**What needs to be done:**
Determine how many lines of the records below contain the word "door", and give only that number.

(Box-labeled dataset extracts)

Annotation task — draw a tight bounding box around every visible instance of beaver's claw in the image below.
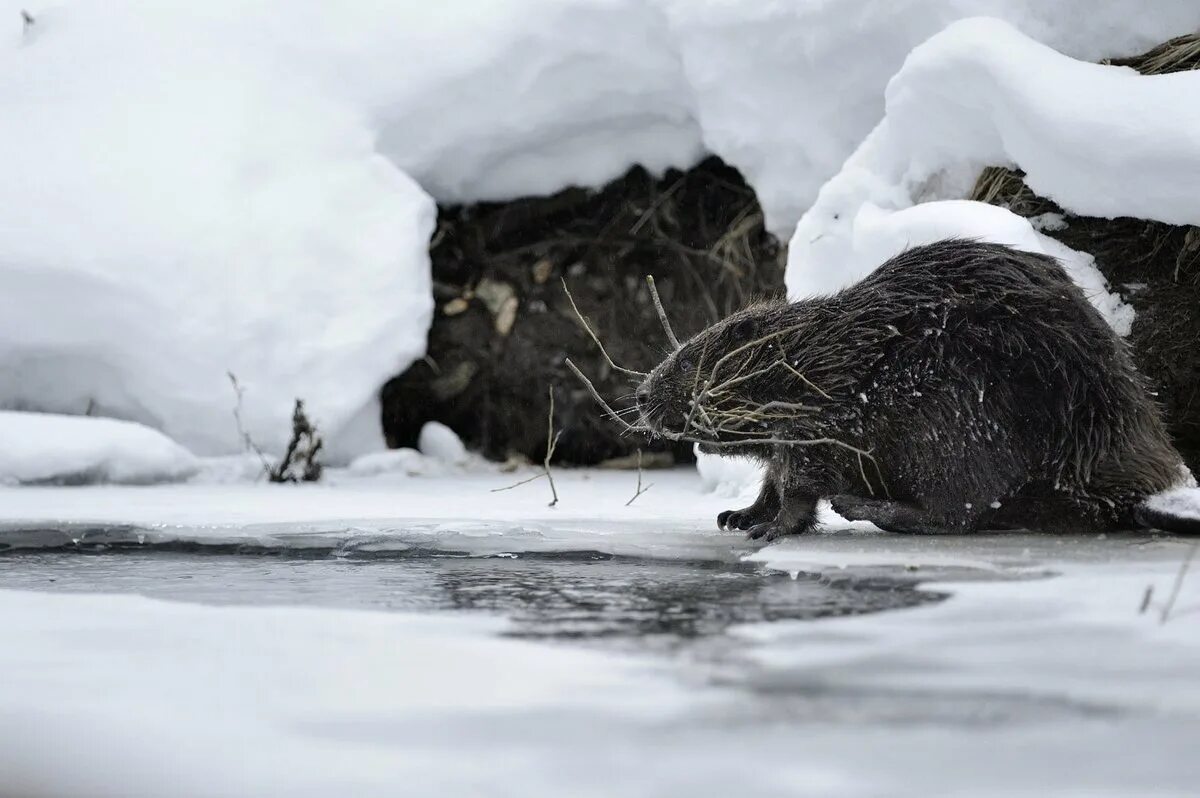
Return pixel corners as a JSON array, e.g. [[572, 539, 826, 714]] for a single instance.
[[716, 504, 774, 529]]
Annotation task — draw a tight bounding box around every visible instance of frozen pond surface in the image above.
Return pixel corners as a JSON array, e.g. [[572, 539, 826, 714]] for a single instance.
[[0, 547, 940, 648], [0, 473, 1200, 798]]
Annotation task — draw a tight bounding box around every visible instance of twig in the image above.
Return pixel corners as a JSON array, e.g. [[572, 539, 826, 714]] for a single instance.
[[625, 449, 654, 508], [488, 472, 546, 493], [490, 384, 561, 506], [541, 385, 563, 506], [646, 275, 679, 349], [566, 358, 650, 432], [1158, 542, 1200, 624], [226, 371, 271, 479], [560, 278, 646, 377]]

==

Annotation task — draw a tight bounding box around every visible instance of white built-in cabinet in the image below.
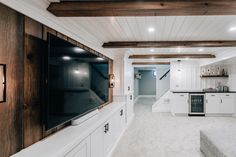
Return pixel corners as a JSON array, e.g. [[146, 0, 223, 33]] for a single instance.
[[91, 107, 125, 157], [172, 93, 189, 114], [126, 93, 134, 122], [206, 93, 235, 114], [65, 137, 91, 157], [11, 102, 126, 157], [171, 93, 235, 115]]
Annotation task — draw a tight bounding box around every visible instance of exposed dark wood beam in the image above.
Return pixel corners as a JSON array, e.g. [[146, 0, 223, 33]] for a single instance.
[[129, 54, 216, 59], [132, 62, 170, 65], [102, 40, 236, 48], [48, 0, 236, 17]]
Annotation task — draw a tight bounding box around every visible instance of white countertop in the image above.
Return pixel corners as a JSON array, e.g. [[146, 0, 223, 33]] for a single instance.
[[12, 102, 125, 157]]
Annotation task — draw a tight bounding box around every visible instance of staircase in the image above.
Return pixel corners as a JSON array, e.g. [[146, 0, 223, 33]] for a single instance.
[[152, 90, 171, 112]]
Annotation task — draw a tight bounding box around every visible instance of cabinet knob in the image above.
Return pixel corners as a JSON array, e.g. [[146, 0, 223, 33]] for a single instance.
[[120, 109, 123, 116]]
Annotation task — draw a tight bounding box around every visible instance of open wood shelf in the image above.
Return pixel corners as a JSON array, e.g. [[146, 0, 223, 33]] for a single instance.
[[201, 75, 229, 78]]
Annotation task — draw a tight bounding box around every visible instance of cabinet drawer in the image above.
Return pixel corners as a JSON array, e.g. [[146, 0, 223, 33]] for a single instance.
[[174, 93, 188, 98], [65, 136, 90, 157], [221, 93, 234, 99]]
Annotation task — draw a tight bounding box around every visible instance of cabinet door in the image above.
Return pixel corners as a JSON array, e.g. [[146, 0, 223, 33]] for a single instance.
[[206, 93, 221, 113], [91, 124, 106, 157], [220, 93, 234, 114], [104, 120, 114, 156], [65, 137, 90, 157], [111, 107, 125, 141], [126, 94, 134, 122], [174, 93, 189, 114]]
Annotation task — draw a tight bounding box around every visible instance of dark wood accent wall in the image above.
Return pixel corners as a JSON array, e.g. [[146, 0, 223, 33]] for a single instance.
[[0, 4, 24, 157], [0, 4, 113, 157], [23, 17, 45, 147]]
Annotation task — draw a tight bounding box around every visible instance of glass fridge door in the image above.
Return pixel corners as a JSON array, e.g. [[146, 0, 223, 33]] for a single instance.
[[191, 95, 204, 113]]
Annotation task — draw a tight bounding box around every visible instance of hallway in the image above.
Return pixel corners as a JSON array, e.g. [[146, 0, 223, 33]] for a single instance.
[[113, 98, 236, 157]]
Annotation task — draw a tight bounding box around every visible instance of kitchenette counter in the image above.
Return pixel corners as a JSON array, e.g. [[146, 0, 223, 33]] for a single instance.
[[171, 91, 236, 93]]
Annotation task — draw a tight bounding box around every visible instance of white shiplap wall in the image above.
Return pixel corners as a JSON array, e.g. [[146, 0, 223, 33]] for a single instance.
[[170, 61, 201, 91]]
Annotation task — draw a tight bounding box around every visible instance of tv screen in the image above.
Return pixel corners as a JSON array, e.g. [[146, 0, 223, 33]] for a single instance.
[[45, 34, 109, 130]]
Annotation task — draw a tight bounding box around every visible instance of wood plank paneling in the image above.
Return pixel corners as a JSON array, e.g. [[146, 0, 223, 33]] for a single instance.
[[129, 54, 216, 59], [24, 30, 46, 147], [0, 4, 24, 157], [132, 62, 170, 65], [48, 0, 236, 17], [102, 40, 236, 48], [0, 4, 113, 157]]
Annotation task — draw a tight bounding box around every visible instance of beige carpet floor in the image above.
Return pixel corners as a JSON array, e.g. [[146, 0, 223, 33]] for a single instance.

**Solution to this problem:**
2